§ Required work:
Set out the lines of the material below as a numbered list, omitting any blank lines and leaving the pictures out.

— Begin The input —

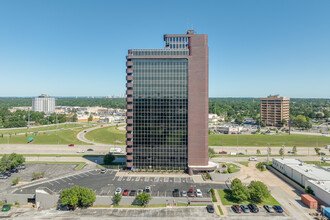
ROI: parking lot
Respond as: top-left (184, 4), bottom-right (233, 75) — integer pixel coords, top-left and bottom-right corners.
top-left (226, 206), bottom-right (286, 219)
top-left (0, 163), bottom-right (85, 201)
top-left (15, 169), bottom-right (225, 197)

— End The input —

§ Task output:
1. ROI: parking lot
2. Respond as: top-left (184, 4), bottom-right (233, 75) — integer pixel coords, top-left and bottom-right corners.
3. top-left (226, 206), bottom-right (286, 219)
4. top-left (0, 163), bottom-right (85, 201)
5. top-left (15, 169), bottom-right (225, 197)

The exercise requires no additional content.